#### Work to complete
Lines before the one containing "of the blue" are excluded; retype that line and all remaining lines of the material exactly.

[Location identification entries]
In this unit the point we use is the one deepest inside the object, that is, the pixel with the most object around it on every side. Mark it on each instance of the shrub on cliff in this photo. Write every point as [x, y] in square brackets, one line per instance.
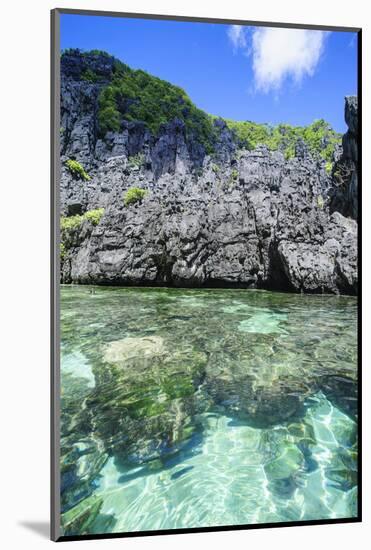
[133, 195]
[77, 170]
[319, 137]
[136, 95]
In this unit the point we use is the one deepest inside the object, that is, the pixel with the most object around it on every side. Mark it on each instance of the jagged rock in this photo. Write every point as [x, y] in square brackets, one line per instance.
[345, 171]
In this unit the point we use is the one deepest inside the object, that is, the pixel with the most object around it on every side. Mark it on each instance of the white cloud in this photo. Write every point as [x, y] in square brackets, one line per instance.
[281, 54]
[236, 35]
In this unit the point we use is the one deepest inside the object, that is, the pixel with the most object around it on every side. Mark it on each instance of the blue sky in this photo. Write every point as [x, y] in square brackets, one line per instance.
[243, 73]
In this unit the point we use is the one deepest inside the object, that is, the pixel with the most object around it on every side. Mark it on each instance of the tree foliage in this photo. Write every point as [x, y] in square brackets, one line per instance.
[77, 170]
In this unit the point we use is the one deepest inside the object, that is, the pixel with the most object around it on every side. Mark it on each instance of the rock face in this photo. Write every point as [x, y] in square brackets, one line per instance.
[234, 218]
[345, 171]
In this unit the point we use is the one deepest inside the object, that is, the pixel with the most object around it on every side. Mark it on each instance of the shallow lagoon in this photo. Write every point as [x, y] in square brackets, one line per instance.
[196, 408]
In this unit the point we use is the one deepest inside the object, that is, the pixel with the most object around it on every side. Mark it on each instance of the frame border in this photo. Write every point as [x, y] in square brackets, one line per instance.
[55, 532]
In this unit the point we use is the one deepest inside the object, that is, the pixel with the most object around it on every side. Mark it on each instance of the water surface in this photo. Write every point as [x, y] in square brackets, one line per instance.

#### Completed exercise
In this unit the point we use is the one deepest inside the object, that is, the pixel with the most object around it on every side. Mark it on each instance of the blue sky in this photo. Write every point as [x, y] in square brackets, one line per instance.
[243, 73]
In this unit the point we use is the one deepest inside the object, that is, the pixel with the most object around it on every side. Mark it on each instance of the tree foliage in this photo. Write every point as [x, y] in square brackets, one line per instance.
[77, 170]
In this unit the point we use is the one deepest inside the object, that is, the pixel with the most object around it on every side. Mark it on each instance of the rock face in this photo. Write every point as [x, y] in square brackets, one line per instance.
[234, 218]
[345, 171]
In this unit the point we use is the one deepest inside the object, that is, the pixel with the most object around it on every side. Mark it on each instance of the shallow lagoon in this photo. Write every point as [x, y] in square brackets, one line per instance.
[196, 408]
In this unit the point we use is the one deepest inside the object, that is, the pixel with the most object around it on every side. Mark it on each instance of the frame border in this photo. Write every point as [x, y] in square brackets, one line per instance.
[55, 532]
In this unit the point we use is the one deepest inside the object, that is, the pixel with the most object around it on every side. Mark it on each instance of the water surface in this photo. Write every point as [x, y] in square brackets, one line per instance.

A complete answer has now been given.